* begin Page extract *

Monday, October 18, 2021

Reliable Streaming / Messaging with Apache Kafka Integrations






Eco System of Kafka




Kafka Architecture - ( Push Pull Model, Brokers , Topics, Partitions, Data Offsets ) 



Kafka Architecture benefits over RabbitMQ and ActiveMQ


Apache Kafka

ActiveMQ / RabbitMQ


Good for High TPS and near real-time systems


Good for low TPS background jobs

Reliable Messaging Life Cycle Available

send →re-try -> In-flight → ack

Not developed like Kafka

Can be re-processed old messages

Once consumed, messages cannot be re-processed

High Resiliency, Fault Tolerance, & High Availability with Zookeeper integration

Average

Consumer guarantee the message delivery – PULL based messaging

Publisher guarantee the message delivery – PUSH based messaging

Supports high throughput due to sequential disk I/Os.

Low performance

Guarantee the message order based on Partition offsets

No message ordering

Can work with slow consumers as well.

Slow consumers can cause memory issues.

Highly scalable with partition replications

Average



Setting-up Kafka Services Locally.

* end Page extract *
* begin Stored rows *

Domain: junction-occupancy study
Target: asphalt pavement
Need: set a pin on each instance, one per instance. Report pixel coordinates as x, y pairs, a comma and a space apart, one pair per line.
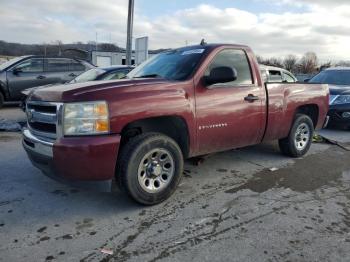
232, 207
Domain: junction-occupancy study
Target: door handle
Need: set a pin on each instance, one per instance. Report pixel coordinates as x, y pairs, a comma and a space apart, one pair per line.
251, 98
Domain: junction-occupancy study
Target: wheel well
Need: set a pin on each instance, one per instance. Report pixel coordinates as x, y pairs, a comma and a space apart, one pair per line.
172, 126
310, 110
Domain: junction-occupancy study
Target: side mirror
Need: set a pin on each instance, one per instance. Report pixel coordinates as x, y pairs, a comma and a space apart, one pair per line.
16, 71
223, 74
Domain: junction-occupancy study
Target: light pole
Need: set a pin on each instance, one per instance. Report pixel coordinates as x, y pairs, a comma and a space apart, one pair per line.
129, 33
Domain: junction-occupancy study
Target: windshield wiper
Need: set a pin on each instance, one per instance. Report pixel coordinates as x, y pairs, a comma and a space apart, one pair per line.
149, 76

* end Stored rows *

**Exercise description**. Please say which integration the Kafka page credits for Kafka's high resiliency, fault tolerance, and high availability.

**Response for this exercise**. Zookeeper integration.